→ Consigne écrite 1: Relevez dans le listing chaque ligne qui contient le mot « horse » et recopiez-les toutes.

→ Extrait fourni:
# # # #
Couple célèbre du cinéma américain, l'actrice Susan Sarandon et le réalisateur-acteur Tim Robbins ont l'habitude de la contestation. Pendant quelques mois après 9/11, ils sont restés relativement discrets, confrontés à l'obligation de respecter une solidarité nationale après l'attaque. Depuis quelques semaines, ils devenus beaucoup plus actifs, c'est-à-dire activistes. On les a notamment vus et entendus lors d'une manifestation, à New York le 6 octobre, qui a rassemblé plus de 20.000 personnes.
« Actress Susan Sarandon, who gave one of the main speeches from the platform, declared: “Bush says you’re either with us or against us. I don’t know who ‘us’ is. I say to Mr. Bush — this is what democracy looks like. We will not give our daughters and sons for a war for oil.”
» Actor and director Tim Robbins, declaring himself an opponent of “fundamentalism of all kinds,” added, “What is our fundamentalism? It is cloaked with patriotism and the claim to spread democracy around the world.... Our fundamentalism is business. Our resistance to this fundamentalism must be resistance to profits against life, to the business of diverting attention from Enron and Halliburton.”
» Sarandon called on those present to pressure the Democrats in Congress to oppose Bush. “There are some people still functioning in the government,” said Sarandon. “We must support them, particularly (West Virginia Democratic Senator) Robert Byrd.” She gave the phone number of the Capitol Hill switchboard and urged people to call those Senators “who look as though they might have the courage” to oppose Bush. »
# # # #
→ Consigne écrite 2: Prolongez le texte sur Susan Sarandon et Tim Robbins en reprenant juste après sa dernière phrase.
# # # #
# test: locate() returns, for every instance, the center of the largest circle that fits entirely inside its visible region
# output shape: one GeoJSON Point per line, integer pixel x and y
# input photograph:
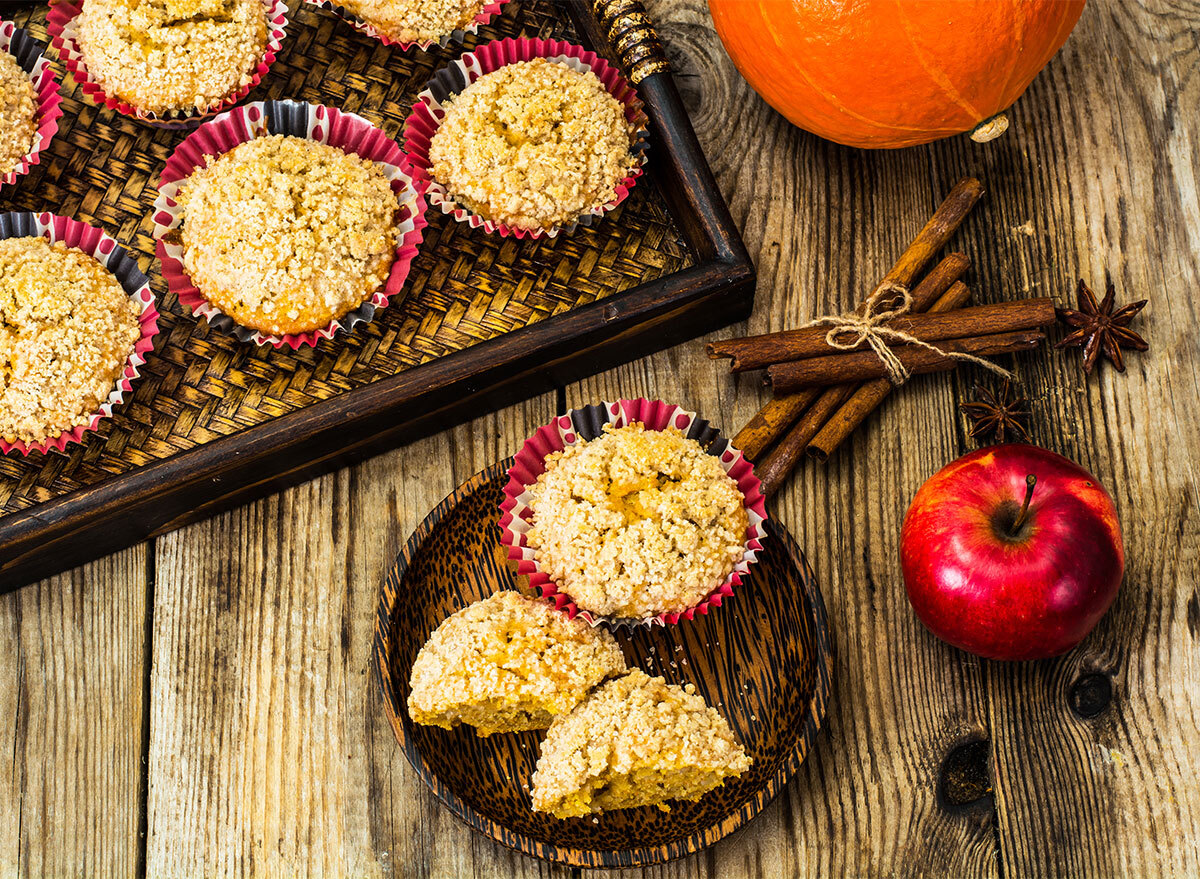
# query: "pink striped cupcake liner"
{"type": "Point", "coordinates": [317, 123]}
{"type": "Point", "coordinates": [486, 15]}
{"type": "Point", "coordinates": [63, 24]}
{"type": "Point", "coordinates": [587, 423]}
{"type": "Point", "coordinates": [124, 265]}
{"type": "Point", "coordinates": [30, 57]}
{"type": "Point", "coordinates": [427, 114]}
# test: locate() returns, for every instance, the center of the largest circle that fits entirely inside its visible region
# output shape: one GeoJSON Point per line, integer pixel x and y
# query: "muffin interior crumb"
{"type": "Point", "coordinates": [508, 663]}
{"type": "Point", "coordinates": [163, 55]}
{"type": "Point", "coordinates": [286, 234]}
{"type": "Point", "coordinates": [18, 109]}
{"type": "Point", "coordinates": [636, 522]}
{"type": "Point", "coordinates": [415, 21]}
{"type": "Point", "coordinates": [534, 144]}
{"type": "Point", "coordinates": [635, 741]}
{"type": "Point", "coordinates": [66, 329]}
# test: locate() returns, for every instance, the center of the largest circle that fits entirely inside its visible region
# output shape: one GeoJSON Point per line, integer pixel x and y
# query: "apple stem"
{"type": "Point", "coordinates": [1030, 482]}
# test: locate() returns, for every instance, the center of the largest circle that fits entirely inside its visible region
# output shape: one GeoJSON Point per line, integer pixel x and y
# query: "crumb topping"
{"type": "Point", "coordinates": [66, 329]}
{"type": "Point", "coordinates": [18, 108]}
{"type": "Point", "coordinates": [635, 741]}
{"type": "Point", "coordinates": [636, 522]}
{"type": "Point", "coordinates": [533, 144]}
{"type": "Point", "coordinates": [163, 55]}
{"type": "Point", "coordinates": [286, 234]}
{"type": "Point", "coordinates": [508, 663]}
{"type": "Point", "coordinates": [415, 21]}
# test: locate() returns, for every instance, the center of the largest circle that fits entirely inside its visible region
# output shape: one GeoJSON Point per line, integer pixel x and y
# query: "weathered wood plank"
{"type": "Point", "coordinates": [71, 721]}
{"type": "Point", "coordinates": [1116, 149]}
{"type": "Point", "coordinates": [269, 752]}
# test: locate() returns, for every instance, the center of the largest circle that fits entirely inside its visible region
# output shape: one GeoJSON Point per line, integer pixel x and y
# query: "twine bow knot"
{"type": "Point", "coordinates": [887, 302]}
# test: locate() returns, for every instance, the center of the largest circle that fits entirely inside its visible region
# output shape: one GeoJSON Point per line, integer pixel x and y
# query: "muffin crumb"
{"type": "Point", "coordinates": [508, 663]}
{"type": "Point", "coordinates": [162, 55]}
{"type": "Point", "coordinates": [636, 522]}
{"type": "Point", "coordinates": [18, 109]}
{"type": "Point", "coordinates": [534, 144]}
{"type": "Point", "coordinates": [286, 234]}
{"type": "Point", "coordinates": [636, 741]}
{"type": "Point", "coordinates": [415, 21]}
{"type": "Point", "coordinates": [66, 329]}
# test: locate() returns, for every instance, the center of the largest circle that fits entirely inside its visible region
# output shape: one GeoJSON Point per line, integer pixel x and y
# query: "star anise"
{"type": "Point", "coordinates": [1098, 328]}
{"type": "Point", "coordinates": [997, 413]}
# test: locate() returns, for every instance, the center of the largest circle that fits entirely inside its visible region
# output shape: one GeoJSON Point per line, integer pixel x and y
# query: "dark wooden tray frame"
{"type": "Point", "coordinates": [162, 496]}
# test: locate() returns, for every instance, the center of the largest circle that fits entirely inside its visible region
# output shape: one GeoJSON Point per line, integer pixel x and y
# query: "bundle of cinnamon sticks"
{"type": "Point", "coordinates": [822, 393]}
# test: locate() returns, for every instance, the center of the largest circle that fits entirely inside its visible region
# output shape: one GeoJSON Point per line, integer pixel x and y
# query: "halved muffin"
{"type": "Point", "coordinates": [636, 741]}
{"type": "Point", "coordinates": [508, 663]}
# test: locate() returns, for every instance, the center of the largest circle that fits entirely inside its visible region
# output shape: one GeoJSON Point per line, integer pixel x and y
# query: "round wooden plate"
# # # #
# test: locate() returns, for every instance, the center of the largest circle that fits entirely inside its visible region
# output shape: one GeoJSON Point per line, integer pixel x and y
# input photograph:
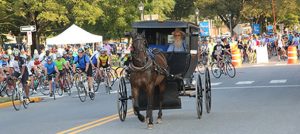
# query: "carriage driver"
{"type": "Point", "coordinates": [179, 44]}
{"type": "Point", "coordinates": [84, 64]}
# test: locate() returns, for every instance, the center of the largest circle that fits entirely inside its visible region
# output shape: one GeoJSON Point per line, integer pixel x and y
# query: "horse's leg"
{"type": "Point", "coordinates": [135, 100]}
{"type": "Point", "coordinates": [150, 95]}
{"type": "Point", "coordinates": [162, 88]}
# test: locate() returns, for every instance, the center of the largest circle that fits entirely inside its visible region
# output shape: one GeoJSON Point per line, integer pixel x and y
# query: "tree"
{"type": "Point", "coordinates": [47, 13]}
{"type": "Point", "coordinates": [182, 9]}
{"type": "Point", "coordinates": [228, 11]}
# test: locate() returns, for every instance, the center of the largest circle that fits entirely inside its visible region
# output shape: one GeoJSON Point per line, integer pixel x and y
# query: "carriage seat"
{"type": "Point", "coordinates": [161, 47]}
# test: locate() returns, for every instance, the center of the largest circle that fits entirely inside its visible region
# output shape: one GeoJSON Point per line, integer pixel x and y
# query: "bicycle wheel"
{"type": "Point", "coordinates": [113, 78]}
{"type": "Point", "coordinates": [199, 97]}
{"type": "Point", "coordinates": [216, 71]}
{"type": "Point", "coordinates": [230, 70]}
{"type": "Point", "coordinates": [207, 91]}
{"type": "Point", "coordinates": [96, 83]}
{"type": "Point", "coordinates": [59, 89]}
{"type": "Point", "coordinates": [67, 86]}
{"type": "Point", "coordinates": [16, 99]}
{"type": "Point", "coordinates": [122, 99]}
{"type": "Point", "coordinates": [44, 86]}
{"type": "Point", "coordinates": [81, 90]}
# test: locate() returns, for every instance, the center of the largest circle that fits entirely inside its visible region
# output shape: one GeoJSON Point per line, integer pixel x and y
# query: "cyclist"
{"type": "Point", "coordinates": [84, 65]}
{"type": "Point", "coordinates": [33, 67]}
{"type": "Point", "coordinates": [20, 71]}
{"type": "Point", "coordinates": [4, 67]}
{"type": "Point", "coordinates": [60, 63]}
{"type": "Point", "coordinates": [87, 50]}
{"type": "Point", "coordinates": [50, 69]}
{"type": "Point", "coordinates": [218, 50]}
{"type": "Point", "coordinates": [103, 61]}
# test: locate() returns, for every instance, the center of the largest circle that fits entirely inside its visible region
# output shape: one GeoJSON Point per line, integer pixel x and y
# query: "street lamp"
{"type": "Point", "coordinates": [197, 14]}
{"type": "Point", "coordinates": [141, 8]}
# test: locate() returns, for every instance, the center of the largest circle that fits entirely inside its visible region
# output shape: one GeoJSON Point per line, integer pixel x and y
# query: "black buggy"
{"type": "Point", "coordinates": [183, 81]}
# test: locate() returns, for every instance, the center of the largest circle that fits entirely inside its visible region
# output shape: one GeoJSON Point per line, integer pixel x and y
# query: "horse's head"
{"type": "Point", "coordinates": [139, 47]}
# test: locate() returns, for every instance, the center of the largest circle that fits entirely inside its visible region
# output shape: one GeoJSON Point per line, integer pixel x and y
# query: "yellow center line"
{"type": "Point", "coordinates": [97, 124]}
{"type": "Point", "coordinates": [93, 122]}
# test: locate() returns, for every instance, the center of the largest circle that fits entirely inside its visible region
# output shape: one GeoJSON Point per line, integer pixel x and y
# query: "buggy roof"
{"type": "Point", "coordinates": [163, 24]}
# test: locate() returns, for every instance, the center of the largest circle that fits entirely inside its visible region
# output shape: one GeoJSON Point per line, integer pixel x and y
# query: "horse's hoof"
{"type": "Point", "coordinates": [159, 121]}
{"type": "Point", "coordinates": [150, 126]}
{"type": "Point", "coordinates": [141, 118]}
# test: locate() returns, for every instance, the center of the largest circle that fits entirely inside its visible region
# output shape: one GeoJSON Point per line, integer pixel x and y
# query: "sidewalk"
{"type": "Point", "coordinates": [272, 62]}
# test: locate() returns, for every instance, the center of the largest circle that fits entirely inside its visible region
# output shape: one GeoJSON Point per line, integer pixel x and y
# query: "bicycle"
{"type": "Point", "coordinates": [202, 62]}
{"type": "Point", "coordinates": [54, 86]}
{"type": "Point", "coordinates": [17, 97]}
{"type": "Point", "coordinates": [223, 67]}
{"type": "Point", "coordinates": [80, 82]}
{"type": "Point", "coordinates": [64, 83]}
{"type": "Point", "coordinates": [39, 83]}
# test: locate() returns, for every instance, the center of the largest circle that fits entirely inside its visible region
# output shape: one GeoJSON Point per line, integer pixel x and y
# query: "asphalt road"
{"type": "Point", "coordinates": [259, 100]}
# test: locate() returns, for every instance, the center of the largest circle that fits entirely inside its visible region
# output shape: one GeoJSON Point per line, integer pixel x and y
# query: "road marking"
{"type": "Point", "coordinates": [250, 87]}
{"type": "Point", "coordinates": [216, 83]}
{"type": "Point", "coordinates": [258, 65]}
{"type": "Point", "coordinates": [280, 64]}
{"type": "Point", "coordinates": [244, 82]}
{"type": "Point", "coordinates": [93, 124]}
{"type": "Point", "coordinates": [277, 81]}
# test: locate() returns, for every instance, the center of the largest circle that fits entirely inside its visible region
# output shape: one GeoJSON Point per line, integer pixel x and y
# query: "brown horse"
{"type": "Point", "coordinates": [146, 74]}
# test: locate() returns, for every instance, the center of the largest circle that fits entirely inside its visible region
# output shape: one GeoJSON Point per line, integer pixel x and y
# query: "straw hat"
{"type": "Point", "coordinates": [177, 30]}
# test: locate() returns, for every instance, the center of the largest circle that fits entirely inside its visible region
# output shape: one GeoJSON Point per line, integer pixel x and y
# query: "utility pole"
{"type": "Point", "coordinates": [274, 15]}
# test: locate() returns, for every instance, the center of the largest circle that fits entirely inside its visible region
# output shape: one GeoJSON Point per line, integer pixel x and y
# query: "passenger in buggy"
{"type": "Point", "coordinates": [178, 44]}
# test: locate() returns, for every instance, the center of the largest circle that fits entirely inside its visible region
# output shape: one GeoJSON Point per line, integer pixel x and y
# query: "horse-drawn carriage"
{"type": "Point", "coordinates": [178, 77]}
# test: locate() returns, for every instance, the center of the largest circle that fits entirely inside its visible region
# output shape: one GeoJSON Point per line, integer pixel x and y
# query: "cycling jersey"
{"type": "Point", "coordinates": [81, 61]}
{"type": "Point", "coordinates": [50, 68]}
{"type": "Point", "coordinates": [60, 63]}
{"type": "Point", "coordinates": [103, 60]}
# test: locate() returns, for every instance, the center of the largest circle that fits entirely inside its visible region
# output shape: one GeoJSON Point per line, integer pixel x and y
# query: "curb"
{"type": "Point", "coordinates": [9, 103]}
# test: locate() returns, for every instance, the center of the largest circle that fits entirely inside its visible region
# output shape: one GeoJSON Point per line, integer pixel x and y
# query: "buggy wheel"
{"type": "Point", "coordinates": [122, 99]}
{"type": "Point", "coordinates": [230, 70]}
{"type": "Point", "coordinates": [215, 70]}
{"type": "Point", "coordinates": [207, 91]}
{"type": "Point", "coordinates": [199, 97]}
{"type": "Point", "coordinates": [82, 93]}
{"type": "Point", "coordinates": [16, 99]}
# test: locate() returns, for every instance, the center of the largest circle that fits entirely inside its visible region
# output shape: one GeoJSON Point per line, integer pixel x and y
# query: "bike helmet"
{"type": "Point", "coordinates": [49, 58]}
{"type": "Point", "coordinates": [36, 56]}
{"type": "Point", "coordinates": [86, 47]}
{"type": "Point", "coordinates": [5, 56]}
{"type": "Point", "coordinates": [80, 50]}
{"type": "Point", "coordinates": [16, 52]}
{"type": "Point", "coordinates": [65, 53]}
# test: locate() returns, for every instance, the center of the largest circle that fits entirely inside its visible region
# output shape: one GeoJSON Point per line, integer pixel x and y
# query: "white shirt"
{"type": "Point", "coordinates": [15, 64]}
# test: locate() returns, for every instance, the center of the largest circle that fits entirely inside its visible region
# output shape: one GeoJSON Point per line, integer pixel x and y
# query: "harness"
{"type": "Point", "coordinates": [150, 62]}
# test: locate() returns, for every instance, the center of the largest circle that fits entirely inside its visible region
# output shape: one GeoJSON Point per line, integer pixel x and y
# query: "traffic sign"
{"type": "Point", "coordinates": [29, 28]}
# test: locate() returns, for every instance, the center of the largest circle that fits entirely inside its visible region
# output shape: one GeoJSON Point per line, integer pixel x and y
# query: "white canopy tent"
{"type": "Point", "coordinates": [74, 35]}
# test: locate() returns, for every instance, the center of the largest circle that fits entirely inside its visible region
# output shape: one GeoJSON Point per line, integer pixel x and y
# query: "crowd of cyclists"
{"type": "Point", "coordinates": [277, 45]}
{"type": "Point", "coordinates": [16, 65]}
# # # #
→ Réponse 1:
# query: "horse's leg"
# query: "horse's head"
# query: "horse's hoof"
# query: "brown horse"
# query: "horse-drawn carriage"

→ Réponse 2:
L'actrice Jessica Lange est un produit discret de la contestation hollywoodienne ; elle l'est plus par sa personnalité indépendante et les distances qu'elle maintien avec le système que par ses activités. Psychologiquement, Jessica Lange se tient à part du système, y compris à part de sa contestation spectaculaire. Il faut croire que ce qui se passe depuis 9/11 tend à la faire sortir de ses gonds. Ses déclarations, à la fin de septembre, à San Sebastian où elle venait recevoir une distinction pour sa carrière, ont été remarquables par leur dureté. (Rapport selon l'agence Sapa-DPA)
« The 53-year-old Oscar-winning US actress Jessica Lange lambasted the US government at a press conference at the San Sebastian film festival, where she received a lifetime achievement award. “What Bush intends to do with Iraq is unconstitutional, immoral and illegal,” Lange was quoted as saying. “I hate Bush. I despise him and his entire administration — not only because of its international policy, but also the national. Today it makes me feel ashamed to come from the United States —it is humiliating.”
» ”Bush stole the elections and since then we have all been suffering the consequences. The Iraq plan is absolutely mad, but what I do not understand is that nobody tries to stop it — neither inside nor outside the United States,” the actress added. “The atmosphere in my country is poisonous, intolerable for those of us who are not right-wing, so thank you for inviting me to this festival and allowing me to get out for a few days,” Lange said on receiving the Donostia Prize, presented by Spanish actor Jose Coronado. She also slammed Hollywood and said she preferred to work in Europe. »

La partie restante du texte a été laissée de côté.